Graduated: BA History
Company: Sedgwick Museum of Earth Sciences
After graduating from the BA History in 2003, Sandra has been able to directly transfer many of the skills she learnt whilst at UEA to her role as an archivist.
Tell us about your career to date?
I am a professional archivist and manage original historical records. I began my career in Cambridge in 2004, at the Churchill Archives Centre. They have the papers of some well-known politicians including Sir Winston Churchill, Margaret Thatcher and John Major. I was fortunate enough to work with many of these records, providing researchers with guidance and undertaking cataloguing and digitisation projects.
My professional interests have centred on scientific records, partly fuelled by my study of the history of medicine at UEA. In 2008 I worked at the British Antarctic Survey, on a project to review old paper records which included Antarctic ship reports, accounts of disasters and publicity materials. At Birkbeck College University of London, I catalogued the papers of the academic and George Orwell biographer Bernard Crick.

- [BRIEF]: List the politicians the profile names as having papers at the Churchill Archives Centre.

- [DATA]:

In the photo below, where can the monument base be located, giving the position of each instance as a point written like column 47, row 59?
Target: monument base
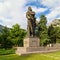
column 31, row 42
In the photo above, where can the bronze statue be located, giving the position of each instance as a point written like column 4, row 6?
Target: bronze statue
column 31, row 22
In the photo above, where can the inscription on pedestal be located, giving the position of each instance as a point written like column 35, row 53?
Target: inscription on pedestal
column 31, row 42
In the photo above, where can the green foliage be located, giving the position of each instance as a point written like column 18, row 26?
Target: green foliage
column 12, row 37
column 17, row 35
column 47, row 56
column 54, row 34
column 43, row 31
column 4, row 39
column 6, row 52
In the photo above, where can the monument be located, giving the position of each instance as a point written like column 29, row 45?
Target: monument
column 31, row 42
column 30, row 15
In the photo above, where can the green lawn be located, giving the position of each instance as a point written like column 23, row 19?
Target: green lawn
column 47, row 56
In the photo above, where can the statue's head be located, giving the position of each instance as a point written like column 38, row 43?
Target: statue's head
column 29, row 8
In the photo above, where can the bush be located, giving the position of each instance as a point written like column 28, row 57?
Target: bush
column 6, row 52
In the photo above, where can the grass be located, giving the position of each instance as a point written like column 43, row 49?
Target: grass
column 7, row 51
column 47, row 56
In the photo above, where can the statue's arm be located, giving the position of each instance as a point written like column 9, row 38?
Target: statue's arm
column 27, row 16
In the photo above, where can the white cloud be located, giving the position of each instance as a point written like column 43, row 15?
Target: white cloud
column 54, row 6
column 37, row 10
column 12, row 12
column 51, row 3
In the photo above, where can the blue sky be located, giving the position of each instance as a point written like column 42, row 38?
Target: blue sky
column 14, row 11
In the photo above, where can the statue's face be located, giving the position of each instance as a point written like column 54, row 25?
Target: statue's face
column 29, row 8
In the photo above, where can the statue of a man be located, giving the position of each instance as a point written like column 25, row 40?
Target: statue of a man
column 31, row 22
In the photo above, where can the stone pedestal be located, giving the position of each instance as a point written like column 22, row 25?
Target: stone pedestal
column 30, row 45
column 31, row 42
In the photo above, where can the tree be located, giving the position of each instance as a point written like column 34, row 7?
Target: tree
column 5, row 41
column 17, row 35
column 43, row 31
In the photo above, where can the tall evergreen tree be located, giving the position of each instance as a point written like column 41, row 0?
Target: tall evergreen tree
column 43, row 32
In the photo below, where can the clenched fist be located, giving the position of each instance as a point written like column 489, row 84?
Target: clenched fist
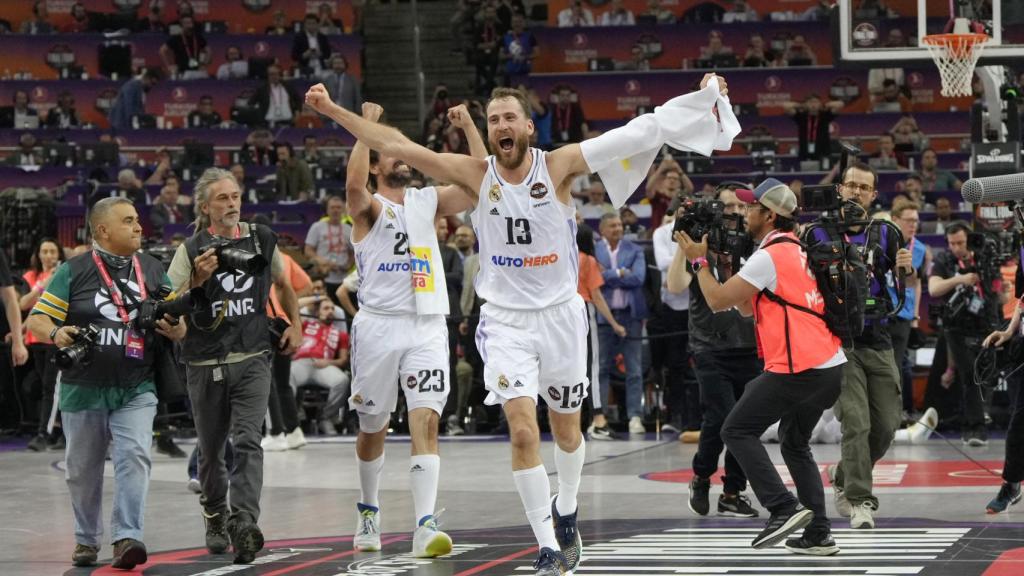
column 372, row 112
column 317, row 98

- [RESPONSE BOX]: Sir Winston Churchill, Margaret Thatcher, John Major